Remise en cause d’un dogme en biologie de la reproduction
La méiose est un aspect essentiel de la reproduction sexuée. Il était admis depuis presque 15 ans que l’acide rétinoïque, une molécule synthétisée à partir de la vitamine A, induisait l’entrée en méiose des cellules germinales chez les mammifères. Dans deux articles conjoints publiés le 22 mai 2020 dans la revue Science Advances, des chercheurs de l’Institut de biologie Valrose (CNRS/Inserm/Université Côte d’Azur) et de l’IGBMC (CNRS/Inserm/Université de Strasbourg) ont démontré, chez la souris, que la méiose démarre et se déroule normalement en absence d’acide rétinoïque, ouvrant ainsi de nouvelles perspectives de recherches en biologie de la reproduction.
La méiose est un processus essentiel qui permet le brassage des chromosomes et la transmission d’une information génétique unique à la descendance. À partir d'une cellule germinale diploïde1 (ovogonie chez la femelle, spermatogonie chez le mâle), la méiose produit des gamètes haploïdes2 (ovocyte chez la femelle, spermatozoïde chez le mâle). La rencontre d’un ovocyte et d’un spermatozoïde unit deux génomes parentaux pour reformer une cellule diploïde, à l’origine du futur embryon, ce qui marque le commencement de la génération suivante.

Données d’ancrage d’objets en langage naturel
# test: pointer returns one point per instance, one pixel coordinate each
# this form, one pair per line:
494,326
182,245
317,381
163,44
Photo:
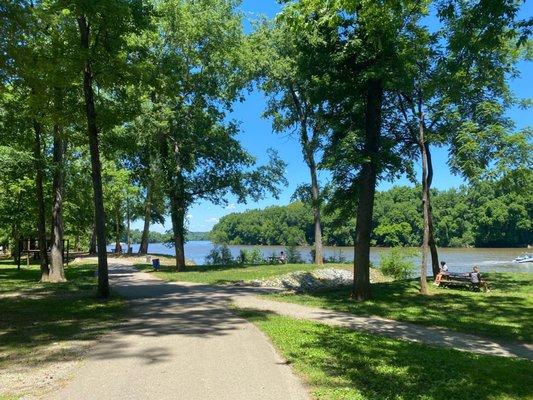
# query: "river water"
458,259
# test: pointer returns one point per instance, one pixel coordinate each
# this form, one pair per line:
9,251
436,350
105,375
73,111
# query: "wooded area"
483,215
136,98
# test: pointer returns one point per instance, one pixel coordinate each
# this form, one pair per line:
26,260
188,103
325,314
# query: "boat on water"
524,258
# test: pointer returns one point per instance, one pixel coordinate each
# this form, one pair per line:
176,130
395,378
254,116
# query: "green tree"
105,49
290,106
359,50
201,60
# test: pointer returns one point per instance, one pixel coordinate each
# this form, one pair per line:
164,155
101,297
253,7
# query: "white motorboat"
524,258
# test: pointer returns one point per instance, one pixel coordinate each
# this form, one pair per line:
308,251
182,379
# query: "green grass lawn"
34,315
505,312
343,364
218,275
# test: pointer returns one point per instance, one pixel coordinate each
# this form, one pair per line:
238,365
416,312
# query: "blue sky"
257,136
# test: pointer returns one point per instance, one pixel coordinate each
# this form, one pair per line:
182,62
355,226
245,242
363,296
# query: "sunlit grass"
35,315
505,312
342,364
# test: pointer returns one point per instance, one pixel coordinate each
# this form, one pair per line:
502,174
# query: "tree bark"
57,273
96,167
309,148
425,204
177,213
143,248
39,188
431,240
366,193
118,246
92,243
128,228
315,198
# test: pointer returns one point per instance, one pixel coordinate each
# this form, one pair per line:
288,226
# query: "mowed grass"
34,315
504,313
219,275
341,364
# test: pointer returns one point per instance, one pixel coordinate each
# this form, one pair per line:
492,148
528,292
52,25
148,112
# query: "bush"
336,258
254,257
220,255
398,263
293,255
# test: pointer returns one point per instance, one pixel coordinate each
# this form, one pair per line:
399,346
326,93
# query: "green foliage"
290,225
398,263
485,214
220,255
293,255
29,322
251,257
509,305
223,274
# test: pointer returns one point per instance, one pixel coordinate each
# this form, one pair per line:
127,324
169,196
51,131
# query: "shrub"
220,255
293,255
254,257
336,258
398,263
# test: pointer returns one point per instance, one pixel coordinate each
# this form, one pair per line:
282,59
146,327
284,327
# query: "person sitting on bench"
475,279
443,271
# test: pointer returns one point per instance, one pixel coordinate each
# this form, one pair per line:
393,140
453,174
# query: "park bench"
462,280
276,260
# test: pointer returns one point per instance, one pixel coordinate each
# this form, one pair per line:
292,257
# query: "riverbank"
458,259
45,329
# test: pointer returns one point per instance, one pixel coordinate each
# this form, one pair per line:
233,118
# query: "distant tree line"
163,237
482,215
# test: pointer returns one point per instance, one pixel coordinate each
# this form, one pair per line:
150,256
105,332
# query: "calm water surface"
458,259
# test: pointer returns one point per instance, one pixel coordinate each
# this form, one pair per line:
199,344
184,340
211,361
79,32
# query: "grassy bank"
219,275
342,364
504,313
41,324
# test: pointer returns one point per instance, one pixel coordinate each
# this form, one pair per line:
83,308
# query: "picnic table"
462,280
277,260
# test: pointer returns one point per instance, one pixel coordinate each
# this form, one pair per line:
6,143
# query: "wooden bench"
462,280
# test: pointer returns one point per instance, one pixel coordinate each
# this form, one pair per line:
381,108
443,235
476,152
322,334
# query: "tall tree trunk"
366,192
16,250
177,214
96,167
309,149
143,248
41,218
57,273
431,240
118,246
425,204
315,198
92,243
128,228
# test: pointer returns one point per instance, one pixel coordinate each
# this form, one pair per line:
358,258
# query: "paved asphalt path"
391,328
180,342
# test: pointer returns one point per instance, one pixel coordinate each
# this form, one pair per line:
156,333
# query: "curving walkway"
391,328
180,342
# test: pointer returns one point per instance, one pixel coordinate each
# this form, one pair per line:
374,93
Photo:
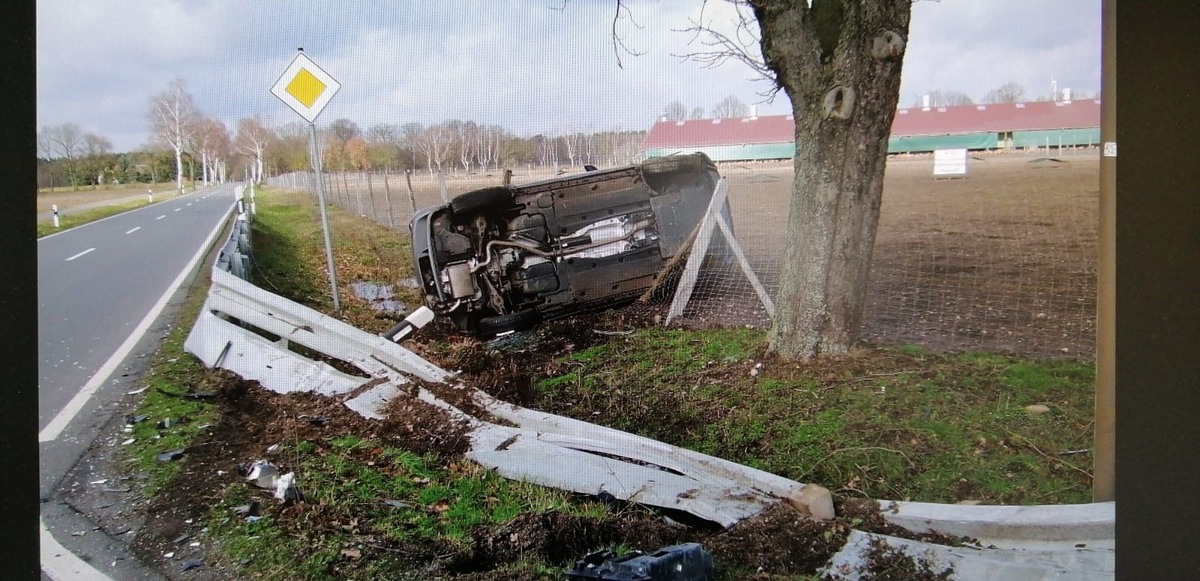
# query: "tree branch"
743,46
616,39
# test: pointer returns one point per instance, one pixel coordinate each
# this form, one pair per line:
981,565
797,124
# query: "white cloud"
527,65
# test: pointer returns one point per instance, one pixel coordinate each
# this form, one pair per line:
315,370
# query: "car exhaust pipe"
411,324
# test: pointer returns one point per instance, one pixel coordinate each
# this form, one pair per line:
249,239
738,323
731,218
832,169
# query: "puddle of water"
381,297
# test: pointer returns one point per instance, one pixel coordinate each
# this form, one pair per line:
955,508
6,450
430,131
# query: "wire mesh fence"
1001,259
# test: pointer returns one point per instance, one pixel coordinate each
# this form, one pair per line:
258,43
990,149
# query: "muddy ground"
1001,259
168,531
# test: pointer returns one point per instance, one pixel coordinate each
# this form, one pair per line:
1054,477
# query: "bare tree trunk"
375,215
840,65
179,169
412,196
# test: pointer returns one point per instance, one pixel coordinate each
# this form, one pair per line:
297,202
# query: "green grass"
901,423
911,425
173,371
384,499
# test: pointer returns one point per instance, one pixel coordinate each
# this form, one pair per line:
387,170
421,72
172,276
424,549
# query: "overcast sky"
533,65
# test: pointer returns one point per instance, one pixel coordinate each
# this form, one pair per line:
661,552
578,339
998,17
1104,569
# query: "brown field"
1002,259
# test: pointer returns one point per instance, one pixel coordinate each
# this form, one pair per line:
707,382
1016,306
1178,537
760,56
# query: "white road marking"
52,430
60,564
82,253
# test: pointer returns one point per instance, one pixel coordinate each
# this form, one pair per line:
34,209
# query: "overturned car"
505,258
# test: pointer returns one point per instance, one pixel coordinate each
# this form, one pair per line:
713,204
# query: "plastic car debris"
263,473
687,562
286,489
168,456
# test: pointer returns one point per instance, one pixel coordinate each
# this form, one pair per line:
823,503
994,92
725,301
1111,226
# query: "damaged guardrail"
1054,541
540,448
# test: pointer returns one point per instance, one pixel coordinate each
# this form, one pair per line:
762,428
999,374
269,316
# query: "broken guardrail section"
1054,541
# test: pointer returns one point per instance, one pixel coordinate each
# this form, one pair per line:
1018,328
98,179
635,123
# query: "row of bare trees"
449,147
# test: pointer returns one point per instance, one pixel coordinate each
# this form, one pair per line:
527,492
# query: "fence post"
375,214
442,187
387,199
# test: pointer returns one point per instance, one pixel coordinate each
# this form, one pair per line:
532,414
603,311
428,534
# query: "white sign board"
951,162
306,88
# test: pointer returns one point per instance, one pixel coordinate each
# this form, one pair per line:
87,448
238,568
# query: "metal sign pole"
324,219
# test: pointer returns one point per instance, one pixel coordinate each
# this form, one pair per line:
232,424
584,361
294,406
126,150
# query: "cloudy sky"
532,65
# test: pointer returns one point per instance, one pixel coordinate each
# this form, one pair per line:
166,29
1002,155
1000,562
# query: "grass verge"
879,423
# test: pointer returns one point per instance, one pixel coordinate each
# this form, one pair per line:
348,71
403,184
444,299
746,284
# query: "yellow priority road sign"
306,88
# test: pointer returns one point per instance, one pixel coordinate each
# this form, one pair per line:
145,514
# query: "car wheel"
489,198
516,321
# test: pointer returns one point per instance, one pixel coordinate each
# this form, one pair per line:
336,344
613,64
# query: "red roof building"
975,126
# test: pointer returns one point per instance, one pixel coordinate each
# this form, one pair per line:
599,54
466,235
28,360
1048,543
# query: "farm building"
1043,124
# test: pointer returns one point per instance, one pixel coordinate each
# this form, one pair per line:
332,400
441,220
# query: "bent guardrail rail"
1017,543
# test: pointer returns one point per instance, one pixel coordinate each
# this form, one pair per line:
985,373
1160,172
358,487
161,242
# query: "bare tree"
63,142
435,143
252,141
411,133
387,143
675,111
573,145
173,117
466,133
839,61
487,144
213,142
1007,93
95,148
730,107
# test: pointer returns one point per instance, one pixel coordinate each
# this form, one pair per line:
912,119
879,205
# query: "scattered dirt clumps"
885,563
779,541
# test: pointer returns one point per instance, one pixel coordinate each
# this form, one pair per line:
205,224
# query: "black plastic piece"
687,562
519,321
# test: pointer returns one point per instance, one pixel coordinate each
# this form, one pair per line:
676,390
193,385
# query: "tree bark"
839,61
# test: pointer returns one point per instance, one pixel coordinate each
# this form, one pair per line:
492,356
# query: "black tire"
489,198
519,321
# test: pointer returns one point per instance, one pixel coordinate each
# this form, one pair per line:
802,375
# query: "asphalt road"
97,287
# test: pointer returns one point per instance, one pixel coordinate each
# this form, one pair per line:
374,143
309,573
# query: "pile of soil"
778,543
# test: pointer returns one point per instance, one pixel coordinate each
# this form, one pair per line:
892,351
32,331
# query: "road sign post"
307,89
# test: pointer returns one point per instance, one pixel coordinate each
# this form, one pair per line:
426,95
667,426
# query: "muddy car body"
508,257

◆ Travail à faire:
a – Recopiez à l’identique le passage du texte sur la méiose qui va de « La méiose est un processus » jusqu’à « la génération suivante. ».
b – Pour chacune des affirmations suivantes, indiquez si elle concorde avec le texte sur la méiose en répondant par oui ou par non, puis citez exactement les mots du texte qui tranchent la question.
(i) L’acide rétinoïque est synthétisé à partir de la vitamine A.
(ii) Les deux articles conjoints ont paru dans la revue Nature.
(iii) Chez la souris, la méiose ne peut pas démarrer sans acide rétinoïque.
c – D’après le texte sur la méiose, quel nom porte la cellule germinale diploïde de départ chez le mâle ?

◆ Corrigé de l’exercice:
a –
La méiose est un processus essentiel qui permet le brassage des chromosomes et la transmission d’une information génétique unique à la descendance. À partir d'une cellule germinale diploïde1 (ovogonie chez la femelle, spermatogonie chez le mâle), la méiose produit des gamètes haploïdes2 (ovocyte chez la femelle, spermatozoïde chez le mâle). La rencontre d’un ovocyte et d’un spermatozoïde unit deux génomes parentaux pour reformer une cellule diploïde, à l’origine du futur embryon, ce qui marque le commencement de la génération suivante.

b –
(i) Oui : « une molécule synthétisée à partir de la vitamine A ».
(ii) Non : « publiés le 22 mai 2020 dans la revue Science Advances ».
(iii) Non : « la méiose démarre et se déroule normalement en absence d’acide rétinoïque ».

c – La spermatogonie.